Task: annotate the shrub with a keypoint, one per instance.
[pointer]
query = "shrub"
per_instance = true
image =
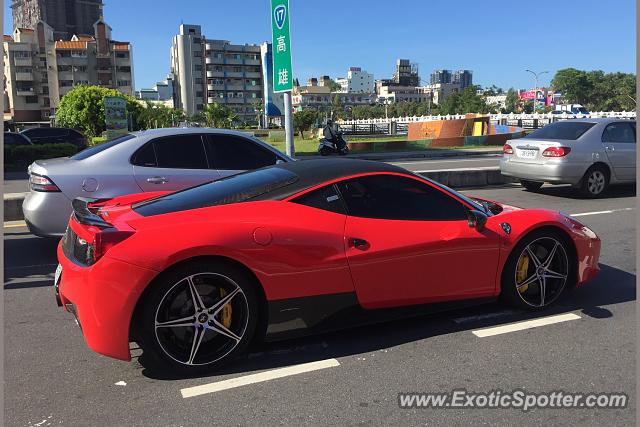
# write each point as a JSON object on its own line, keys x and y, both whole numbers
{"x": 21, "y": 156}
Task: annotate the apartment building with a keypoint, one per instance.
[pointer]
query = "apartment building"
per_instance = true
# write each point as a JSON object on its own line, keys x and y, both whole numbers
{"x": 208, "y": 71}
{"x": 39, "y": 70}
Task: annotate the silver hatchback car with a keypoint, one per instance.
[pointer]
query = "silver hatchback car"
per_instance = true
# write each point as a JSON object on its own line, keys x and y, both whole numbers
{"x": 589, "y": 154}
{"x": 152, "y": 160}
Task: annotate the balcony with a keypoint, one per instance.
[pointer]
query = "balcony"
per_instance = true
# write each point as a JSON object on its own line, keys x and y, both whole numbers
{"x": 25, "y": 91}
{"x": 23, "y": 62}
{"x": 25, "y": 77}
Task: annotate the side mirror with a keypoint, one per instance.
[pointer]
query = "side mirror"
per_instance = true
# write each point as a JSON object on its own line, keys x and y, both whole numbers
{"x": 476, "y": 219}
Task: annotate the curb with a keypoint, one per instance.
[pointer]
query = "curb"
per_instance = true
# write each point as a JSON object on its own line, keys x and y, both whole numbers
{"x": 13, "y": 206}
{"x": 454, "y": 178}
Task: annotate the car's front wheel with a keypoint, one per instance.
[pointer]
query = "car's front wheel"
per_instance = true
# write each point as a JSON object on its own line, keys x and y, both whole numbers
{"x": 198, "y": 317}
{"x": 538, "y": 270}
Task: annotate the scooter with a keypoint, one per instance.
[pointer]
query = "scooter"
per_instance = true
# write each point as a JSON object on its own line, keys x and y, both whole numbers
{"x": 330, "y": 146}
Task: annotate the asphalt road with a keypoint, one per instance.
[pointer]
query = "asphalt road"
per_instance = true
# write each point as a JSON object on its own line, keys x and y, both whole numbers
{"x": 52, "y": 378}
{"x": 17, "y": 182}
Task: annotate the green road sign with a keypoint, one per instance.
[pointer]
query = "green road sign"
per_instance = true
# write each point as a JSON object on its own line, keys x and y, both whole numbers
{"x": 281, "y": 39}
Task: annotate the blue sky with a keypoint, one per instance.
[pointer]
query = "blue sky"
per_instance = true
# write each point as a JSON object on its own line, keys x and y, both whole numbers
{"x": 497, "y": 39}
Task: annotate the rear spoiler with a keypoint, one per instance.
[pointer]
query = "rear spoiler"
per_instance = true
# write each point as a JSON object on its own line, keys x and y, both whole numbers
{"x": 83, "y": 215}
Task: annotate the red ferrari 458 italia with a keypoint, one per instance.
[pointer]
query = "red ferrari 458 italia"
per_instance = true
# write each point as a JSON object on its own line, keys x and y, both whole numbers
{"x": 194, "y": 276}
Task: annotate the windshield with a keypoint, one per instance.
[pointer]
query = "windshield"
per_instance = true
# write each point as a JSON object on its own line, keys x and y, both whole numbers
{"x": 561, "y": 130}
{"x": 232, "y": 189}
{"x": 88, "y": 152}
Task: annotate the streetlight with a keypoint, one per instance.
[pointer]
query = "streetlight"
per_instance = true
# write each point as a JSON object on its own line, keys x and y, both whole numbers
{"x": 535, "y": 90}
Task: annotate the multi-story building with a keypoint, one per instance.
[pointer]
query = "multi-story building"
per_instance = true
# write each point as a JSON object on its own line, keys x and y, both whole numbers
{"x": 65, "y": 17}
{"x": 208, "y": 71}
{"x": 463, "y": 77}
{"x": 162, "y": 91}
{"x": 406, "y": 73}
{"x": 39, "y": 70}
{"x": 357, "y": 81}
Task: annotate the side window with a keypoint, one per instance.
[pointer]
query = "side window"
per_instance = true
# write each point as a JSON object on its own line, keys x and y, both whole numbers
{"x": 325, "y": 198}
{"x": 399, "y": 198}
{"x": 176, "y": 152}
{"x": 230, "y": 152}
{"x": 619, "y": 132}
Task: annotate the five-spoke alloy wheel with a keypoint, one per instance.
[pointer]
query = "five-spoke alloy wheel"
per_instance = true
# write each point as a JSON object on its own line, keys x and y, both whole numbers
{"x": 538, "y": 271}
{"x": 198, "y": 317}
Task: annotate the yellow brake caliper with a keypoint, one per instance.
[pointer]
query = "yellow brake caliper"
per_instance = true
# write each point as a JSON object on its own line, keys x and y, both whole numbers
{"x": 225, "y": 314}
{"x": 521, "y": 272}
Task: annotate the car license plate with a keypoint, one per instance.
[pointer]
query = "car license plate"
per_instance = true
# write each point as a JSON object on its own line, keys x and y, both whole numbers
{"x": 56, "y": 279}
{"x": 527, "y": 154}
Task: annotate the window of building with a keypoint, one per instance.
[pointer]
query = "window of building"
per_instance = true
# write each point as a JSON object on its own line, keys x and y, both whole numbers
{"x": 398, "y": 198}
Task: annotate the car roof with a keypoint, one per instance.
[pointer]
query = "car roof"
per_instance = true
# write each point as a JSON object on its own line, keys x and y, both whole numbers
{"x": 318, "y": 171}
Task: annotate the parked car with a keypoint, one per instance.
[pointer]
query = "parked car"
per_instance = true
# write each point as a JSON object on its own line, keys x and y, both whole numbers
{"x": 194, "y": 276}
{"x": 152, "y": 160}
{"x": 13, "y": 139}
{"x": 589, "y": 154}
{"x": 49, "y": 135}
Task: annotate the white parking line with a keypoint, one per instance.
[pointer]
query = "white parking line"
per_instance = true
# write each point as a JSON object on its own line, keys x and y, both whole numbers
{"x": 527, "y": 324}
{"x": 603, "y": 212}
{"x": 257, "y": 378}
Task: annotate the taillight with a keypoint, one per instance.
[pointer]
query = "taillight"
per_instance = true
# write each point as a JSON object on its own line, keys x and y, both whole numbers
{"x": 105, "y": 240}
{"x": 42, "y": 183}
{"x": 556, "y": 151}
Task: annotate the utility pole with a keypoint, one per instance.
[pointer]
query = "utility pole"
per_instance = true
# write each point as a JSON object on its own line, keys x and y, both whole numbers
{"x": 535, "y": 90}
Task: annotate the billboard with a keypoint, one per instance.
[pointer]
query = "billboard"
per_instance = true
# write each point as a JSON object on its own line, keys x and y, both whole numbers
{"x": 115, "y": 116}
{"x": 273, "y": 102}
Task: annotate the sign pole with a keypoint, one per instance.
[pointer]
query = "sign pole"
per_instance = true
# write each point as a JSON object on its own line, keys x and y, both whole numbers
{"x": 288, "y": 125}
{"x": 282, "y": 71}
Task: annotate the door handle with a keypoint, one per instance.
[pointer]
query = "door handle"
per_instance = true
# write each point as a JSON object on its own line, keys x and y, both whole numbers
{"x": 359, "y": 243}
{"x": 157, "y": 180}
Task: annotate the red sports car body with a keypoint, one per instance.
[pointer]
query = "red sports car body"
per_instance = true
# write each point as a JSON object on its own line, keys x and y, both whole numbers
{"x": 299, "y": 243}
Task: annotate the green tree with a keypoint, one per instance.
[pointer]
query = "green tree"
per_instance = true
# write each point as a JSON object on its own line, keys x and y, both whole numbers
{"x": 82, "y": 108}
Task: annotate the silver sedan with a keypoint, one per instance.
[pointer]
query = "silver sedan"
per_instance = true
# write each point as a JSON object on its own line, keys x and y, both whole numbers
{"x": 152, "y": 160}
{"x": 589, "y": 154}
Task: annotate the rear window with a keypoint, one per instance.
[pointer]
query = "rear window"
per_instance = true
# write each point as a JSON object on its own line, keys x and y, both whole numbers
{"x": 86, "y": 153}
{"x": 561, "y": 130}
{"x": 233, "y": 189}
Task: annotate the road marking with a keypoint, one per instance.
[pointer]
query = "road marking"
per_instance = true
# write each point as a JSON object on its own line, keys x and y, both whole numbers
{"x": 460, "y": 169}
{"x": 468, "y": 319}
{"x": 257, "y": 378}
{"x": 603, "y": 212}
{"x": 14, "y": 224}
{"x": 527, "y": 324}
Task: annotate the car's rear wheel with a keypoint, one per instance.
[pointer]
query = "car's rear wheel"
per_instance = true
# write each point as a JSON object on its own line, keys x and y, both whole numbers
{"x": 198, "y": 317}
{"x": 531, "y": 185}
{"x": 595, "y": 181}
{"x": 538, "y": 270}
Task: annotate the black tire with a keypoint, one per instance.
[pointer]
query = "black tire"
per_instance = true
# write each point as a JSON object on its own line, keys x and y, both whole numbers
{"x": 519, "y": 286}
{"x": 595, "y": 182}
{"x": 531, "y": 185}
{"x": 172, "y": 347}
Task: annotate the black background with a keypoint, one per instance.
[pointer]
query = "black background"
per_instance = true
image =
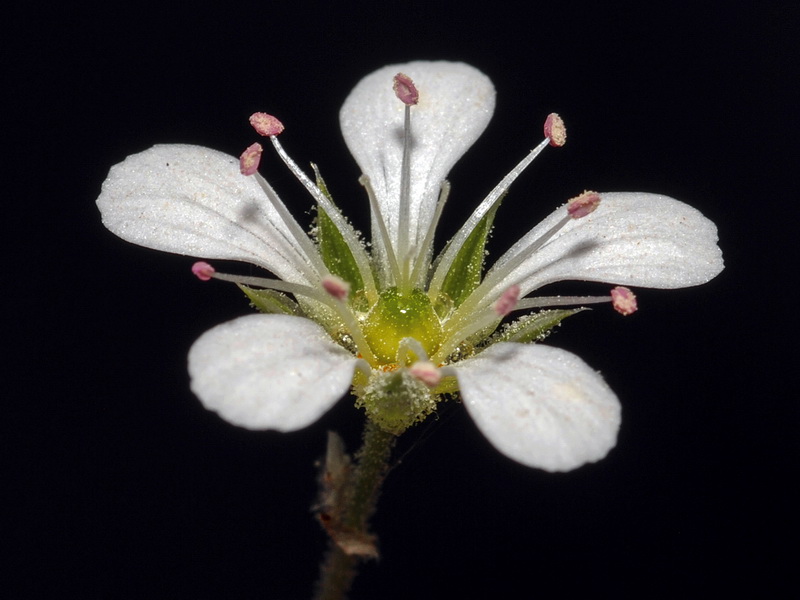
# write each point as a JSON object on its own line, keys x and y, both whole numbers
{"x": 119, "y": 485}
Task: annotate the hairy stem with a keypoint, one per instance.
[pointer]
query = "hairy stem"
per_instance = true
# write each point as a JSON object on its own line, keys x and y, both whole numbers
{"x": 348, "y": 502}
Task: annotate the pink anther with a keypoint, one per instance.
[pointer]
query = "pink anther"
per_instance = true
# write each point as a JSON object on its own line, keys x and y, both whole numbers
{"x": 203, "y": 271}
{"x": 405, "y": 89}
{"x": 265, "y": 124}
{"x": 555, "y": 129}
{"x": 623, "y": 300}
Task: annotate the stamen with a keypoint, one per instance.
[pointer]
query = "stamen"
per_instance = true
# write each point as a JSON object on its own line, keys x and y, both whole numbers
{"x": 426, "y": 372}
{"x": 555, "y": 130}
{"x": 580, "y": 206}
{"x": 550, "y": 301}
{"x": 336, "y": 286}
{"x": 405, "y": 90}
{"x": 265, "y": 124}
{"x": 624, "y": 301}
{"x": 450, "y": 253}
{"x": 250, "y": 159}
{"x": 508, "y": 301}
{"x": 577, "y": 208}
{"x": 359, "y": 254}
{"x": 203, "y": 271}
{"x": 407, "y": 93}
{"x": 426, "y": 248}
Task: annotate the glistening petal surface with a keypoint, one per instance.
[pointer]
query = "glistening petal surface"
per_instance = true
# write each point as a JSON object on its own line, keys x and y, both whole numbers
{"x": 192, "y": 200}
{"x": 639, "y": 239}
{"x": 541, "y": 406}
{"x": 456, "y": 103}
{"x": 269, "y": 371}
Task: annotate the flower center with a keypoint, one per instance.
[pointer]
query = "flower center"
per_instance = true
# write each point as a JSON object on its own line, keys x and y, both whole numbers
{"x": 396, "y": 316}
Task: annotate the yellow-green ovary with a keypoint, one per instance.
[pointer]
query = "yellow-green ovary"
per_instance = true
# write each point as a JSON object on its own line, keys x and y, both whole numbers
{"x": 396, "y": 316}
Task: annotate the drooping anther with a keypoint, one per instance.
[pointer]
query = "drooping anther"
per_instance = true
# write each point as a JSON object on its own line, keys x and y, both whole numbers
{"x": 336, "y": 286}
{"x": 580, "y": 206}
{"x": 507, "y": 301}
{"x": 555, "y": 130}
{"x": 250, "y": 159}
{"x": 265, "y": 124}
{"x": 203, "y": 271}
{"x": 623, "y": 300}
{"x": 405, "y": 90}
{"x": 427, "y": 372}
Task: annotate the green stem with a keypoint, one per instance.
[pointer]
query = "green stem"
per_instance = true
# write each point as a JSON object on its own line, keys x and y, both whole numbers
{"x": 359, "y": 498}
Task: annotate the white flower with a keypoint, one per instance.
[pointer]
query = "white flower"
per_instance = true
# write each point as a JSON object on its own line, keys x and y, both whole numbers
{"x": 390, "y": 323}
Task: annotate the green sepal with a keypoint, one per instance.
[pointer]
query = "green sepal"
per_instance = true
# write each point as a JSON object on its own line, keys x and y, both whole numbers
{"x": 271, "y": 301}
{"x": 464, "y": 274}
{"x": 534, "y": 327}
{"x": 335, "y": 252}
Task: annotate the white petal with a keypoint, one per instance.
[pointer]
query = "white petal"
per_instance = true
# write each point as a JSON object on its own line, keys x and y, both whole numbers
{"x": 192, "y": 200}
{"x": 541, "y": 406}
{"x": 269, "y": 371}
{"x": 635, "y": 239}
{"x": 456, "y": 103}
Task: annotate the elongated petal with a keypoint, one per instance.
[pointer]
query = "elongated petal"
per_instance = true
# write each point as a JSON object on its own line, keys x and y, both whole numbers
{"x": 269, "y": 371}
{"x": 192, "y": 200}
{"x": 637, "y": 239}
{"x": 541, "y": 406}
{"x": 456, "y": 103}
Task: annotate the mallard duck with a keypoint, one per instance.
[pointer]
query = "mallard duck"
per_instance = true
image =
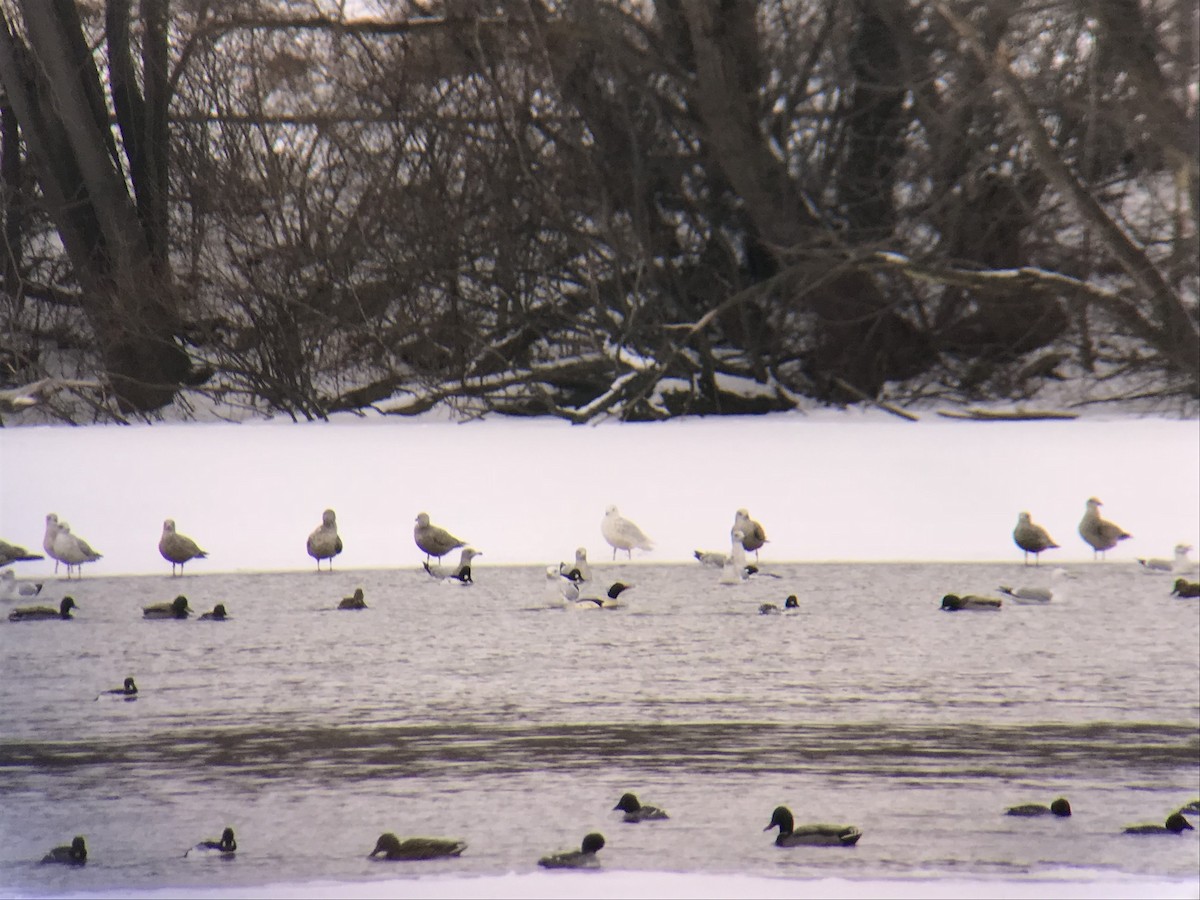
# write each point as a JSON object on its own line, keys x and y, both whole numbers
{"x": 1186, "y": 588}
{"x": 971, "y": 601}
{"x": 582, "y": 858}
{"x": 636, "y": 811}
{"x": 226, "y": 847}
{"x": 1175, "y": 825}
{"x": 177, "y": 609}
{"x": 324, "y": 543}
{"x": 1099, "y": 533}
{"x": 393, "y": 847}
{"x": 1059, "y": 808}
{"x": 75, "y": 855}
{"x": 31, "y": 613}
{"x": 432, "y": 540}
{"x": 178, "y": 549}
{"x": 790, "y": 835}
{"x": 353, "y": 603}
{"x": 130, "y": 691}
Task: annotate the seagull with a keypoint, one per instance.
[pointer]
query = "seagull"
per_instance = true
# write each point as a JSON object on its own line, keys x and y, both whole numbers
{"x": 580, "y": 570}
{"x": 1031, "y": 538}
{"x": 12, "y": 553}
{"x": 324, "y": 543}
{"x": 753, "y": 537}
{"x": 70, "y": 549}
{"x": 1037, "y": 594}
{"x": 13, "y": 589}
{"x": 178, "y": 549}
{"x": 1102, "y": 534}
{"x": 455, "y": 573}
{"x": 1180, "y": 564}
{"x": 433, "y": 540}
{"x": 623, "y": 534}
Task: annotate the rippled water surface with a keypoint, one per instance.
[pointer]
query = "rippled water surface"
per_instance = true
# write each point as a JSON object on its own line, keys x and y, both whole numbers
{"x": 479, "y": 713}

--

• **What is needed**
Only the count is needed: the number of lines in the data that include the word "spoke".

• **Exercise answer**
2